* **What is needed**
Please convert every line of the material below into a Markdown table with the columns "Row" and "Line", numbering the rows in order and leaving out blank lines.

Records of point placements
========

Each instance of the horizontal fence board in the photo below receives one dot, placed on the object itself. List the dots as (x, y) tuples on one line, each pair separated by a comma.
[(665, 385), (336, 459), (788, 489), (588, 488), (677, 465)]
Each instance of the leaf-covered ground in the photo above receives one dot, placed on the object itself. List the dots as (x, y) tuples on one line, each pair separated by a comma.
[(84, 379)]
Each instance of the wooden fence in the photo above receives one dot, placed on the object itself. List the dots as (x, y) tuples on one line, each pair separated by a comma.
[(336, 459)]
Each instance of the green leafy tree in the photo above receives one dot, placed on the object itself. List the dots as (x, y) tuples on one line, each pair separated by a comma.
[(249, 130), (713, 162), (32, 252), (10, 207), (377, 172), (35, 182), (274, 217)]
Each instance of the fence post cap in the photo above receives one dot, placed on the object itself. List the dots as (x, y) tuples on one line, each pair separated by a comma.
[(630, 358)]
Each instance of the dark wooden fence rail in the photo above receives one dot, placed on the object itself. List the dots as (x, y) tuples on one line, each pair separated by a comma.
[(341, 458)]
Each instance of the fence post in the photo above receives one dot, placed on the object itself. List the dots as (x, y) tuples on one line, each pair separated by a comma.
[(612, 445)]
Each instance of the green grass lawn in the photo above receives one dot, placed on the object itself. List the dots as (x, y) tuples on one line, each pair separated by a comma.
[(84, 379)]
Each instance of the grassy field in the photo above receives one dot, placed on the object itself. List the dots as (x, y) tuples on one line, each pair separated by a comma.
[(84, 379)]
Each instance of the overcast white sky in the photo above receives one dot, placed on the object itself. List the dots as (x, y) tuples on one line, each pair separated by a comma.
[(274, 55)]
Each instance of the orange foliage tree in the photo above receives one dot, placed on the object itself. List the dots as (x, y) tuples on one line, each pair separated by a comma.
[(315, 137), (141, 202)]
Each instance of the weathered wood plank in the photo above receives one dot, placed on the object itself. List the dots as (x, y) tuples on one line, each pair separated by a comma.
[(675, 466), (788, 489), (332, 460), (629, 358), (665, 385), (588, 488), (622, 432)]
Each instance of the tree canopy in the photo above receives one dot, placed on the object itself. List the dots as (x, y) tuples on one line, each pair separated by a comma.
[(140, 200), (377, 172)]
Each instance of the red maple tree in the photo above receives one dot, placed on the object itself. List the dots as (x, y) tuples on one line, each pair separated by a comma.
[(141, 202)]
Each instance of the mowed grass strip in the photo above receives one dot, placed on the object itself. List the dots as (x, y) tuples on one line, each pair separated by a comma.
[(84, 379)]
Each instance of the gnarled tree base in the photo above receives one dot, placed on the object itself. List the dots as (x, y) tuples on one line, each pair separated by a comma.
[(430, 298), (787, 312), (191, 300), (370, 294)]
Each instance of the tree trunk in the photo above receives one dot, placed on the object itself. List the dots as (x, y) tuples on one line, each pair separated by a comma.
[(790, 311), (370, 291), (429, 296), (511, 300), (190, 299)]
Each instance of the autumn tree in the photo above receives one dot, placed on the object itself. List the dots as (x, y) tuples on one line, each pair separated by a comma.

========

* **Complete response**
| Row | Line |
|---|---|
| 1 | Each instance of the horizontal fence board in the photo below receives one dot, placed on the object itself. List the dots as (x, y) tuples on one line, each pair separated by a comma. |
| 2 | [(665, 385), (336, 459), (788, 489), (588, 488), (677, 465)] |
| 3 | Each instance of the leaf-covered ground in the photo above receives one dot, placed on the object itself. List the dots as (x, y) tuples on one line, each pair separated by a comma. |
| 4 | [(84, 379)] |
| 5 | Each instance of the wooden fence in the photo above receives one dot, placed on the object itself. List the dots as (x, y) tuples on one line, each pair separated by a comma. |
| 6 | [(336, 459)] |
| 7 | Each instance of the green leafy tree in the photo above receives one dot, placed on the object itself. List the dots as (x, y) tuples on one line, each pair separated by a comma. |
| 8 | [(249, 130), (713, 162), (32, 252), (10, 207), (377, 172), (35, 182), (274, 217)] |
| 9 | Each instance of the fence post cap in the photo above receives one dot, placed on the object itself. List the dots as (x, y) tuples on one line, each pair separated by a comma. |
| 10 | [(630, 358)] |
| 11 | Each instance of the dark wooden fence rail in the photo above receives one dot, placed on the object itself. List the dots as (x, y) tuples on one line, each pair separated by a comma. |
| 12 | [(341, 458)] |
| 13 | Each instance of the fence post in the photo above receives one dot, placed on the object itself. List the dots as (x, y) tuples on one line, each pair separated by a comma. |
| 14 | [(612, 445)] |
| 15 | Each instance of the green grass lawn in the photo above receives one dot, placed on the object itself. List the dots as (x, y) tuples on one line, each pair separated by a comma. |
| 16 | [(84, 379)] |
| 17 | Each instance of the grassy field in the photo above receives one dot, placed on the object itself. List the dots as (x, y) tuples on one line, each pair separated by a comma. |
| 18 | [(84, 379)] |
| 19 | Each instance of the overcast white sky in the photo above receives one dot, placed on the object itself. List the dots as (x, y) tuples on one line, each pair separated by a comma. |
| 20 | [(274, 55)] |
| 21 | Each instance of the orange foliage tree in the photo above receives one dot, placed on the object itself. List the dots as (x, y) tuples on one line, each pair separated by a comma. |
| 22 | [(315, 137), (141, 202)] |
| 23 | Each instance of the weathered wood plank in the photo above receives one dot, placed on the object itself. List the dots as (x, y) tuples on one line, each pair separated by a comma. |
| 24 | [(675, 466), (788, 489), (332, 460), (629, 358), (665, 385), (588, 488), (622, 432)] |
| 25 | Each instance of the tree canopy in the photo above receives one dot, placed on the object itself. List the dots as (x, y) tuples on one line, each pair separated by a comma. |
| 26 | [(140, 200), (377, 172)] |
| 27 | Each instance of the red maple tree in the photo above receives one dot, placed on the object itself. List the dots as (x, y) tuples on one line, each pair separated by a comma. |
| 28 | [(141, 202)] |
| 29 | Each instance of the mowed grass strip in the photo above receives one dot, placed on the object itself. List the dots as (x, y) tuples on one line, each pair separated by a comma. |
| 30 | [(84, 379)] |
| 31 | Each instance of the gnarled tree base in the photo above receives one dot, placed on the object itself. List the dots as (x, y) tuples on one line, each pair separated by a comma. |
| 32 | [(430, 298), (787, 312), (191, 300), (370, 294)] |
| 33 | Each instance of the tree trunk in the photo above receives one dot, placed on the object itself. List the dots as (x, y) tuples on one line, each pair separated by a comma. |
| 34 | [(790, 311), (370, 291), (429, 296), (511, 300), (190, 299)] |
| 35 | Each instance of the autumn tree in the photo above receives one dot, placed on the object itself. List the dots as (x, y) tuples on one line, each pair separated by a comma. |